Dataset entries:
BEGIN
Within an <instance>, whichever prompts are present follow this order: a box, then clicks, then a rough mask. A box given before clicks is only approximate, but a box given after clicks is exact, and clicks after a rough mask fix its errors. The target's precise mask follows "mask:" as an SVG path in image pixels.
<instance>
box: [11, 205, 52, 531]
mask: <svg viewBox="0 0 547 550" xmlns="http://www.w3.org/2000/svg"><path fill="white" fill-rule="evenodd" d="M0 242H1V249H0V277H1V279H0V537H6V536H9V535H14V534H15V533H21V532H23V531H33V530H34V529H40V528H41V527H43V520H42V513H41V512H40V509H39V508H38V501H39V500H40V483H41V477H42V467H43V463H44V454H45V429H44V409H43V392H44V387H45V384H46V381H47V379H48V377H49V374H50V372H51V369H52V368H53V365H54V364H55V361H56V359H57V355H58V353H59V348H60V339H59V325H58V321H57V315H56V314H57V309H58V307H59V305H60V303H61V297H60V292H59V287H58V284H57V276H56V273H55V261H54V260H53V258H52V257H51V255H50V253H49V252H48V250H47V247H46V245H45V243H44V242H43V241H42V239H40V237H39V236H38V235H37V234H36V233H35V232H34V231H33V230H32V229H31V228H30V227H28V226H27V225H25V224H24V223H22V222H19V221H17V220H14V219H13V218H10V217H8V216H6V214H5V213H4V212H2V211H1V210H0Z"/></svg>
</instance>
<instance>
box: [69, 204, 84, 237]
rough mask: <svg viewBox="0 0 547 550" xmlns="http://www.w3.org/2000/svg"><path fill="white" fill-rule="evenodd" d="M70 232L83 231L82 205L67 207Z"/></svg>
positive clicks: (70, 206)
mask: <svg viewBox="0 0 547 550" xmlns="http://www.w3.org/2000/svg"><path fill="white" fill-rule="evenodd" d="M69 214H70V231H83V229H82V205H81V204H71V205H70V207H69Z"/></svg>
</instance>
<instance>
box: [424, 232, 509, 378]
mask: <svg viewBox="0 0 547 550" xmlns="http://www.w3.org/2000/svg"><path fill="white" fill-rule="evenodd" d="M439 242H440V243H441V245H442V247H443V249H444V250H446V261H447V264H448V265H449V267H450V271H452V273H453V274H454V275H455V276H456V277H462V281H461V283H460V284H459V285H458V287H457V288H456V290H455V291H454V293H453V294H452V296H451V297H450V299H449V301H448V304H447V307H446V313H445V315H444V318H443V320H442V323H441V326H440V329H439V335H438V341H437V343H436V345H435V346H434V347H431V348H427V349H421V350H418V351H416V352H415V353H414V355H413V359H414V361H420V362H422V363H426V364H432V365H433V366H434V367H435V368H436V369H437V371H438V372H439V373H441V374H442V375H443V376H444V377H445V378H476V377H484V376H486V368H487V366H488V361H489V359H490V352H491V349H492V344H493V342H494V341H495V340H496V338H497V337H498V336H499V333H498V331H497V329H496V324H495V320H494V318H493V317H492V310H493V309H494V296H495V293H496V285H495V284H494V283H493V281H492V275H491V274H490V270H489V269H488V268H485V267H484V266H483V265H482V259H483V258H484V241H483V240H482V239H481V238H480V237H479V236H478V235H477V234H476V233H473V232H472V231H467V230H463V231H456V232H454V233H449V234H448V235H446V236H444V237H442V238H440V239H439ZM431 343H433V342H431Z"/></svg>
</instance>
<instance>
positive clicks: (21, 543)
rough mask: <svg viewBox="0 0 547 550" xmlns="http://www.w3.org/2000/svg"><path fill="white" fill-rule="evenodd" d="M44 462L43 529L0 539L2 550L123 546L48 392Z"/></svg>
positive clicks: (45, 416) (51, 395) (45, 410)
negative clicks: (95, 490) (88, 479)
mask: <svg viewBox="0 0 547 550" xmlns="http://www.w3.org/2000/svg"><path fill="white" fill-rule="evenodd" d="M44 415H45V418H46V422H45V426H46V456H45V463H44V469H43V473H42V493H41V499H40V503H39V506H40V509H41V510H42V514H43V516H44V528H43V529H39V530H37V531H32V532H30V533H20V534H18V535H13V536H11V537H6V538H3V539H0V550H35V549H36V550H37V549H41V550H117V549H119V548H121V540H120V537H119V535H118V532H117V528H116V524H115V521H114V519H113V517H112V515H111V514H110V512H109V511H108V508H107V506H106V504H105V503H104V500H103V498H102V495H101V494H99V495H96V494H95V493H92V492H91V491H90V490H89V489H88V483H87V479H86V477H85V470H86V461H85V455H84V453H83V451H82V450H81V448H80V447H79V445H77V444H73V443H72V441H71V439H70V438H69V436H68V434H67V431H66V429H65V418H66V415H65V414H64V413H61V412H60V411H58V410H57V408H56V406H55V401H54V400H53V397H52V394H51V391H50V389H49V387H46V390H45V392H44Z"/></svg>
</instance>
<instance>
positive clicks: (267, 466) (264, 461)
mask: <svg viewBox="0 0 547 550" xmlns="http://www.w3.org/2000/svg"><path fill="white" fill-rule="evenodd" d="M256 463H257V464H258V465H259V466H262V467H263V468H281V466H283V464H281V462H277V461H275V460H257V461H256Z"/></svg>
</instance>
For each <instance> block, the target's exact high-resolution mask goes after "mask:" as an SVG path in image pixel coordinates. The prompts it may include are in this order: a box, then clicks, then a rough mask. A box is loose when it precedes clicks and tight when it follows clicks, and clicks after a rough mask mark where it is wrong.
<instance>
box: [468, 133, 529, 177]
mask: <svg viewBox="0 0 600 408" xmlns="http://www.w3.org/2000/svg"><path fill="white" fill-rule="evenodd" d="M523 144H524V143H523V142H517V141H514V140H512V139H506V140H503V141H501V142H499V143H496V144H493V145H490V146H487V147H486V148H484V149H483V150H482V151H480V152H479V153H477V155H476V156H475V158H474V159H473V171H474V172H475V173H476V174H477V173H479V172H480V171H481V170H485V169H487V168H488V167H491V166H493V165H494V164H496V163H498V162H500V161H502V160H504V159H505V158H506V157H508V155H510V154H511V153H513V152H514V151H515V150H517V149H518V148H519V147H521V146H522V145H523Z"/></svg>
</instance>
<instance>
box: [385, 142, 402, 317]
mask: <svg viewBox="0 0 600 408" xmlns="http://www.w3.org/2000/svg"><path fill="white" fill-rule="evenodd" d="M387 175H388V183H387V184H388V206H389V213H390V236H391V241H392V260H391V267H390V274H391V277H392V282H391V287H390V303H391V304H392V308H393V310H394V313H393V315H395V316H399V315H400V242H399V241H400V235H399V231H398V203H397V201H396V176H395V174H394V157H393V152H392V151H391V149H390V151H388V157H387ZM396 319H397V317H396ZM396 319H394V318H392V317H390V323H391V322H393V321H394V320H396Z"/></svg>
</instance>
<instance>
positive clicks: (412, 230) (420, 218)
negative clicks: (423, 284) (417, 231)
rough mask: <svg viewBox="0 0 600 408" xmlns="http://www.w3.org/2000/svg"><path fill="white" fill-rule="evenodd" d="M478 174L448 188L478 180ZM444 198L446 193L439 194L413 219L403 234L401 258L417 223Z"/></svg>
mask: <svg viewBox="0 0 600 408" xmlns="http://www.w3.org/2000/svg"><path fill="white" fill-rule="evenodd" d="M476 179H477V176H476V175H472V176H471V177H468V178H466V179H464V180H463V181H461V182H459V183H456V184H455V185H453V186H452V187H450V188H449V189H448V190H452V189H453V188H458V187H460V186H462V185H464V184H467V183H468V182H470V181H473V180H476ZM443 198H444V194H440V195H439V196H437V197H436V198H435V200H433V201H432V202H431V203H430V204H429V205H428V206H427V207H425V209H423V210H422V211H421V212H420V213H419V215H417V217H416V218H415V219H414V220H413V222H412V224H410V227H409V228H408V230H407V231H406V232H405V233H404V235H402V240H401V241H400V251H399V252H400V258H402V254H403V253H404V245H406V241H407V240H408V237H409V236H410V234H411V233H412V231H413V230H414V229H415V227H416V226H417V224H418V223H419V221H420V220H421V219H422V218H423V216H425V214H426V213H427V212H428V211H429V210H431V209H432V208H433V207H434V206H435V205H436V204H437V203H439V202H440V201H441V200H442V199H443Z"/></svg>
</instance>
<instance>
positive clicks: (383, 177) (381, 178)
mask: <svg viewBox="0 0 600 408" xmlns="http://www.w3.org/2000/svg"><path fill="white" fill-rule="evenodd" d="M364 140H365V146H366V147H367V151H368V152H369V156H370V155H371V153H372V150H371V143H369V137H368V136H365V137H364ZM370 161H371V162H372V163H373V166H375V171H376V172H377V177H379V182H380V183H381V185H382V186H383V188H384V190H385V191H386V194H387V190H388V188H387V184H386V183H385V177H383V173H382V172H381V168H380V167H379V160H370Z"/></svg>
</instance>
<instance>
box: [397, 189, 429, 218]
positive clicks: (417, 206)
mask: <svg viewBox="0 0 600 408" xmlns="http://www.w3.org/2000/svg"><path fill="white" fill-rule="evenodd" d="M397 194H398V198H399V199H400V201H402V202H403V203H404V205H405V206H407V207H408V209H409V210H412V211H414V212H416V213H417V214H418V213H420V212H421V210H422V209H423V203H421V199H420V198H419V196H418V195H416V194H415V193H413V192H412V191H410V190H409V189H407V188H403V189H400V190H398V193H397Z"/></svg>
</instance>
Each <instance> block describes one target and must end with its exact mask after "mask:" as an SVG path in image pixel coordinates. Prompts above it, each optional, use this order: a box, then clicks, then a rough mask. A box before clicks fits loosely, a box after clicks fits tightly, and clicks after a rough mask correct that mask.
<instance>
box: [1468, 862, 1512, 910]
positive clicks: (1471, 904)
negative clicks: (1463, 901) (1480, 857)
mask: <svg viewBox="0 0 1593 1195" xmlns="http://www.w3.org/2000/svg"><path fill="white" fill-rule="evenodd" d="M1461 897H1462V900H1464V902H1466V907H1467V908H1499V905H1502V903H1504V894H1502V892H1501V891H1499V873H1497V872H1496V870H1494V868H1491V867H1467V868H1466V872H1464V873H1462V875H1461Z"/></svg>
END
> ASSIGNMENT: Within the records, filter for lines that contain the word "coordinates" and show each one.

> ANSWER:
For each <instance> block, the target's exact high-resolution mask goes after "mask:" as an SVG path in image pixel coordinates. The prompts it may include are in this order: a box, then clicks, then a rough mask. A box is loose when it precedes clicks and tight when it follows clicks, and clicks after a rough mask mark where it is wrong.
Each <instance> block describes one target and must end with its exact mask after "mask:" as an SVG path in image pixel coordinates. Prompts above it, each optional, use this order: a box, then clicks, then a rough mask. A box before clicks fits loosely, a box after clicks fits tightly, and clicks after a rough mask correct that mask.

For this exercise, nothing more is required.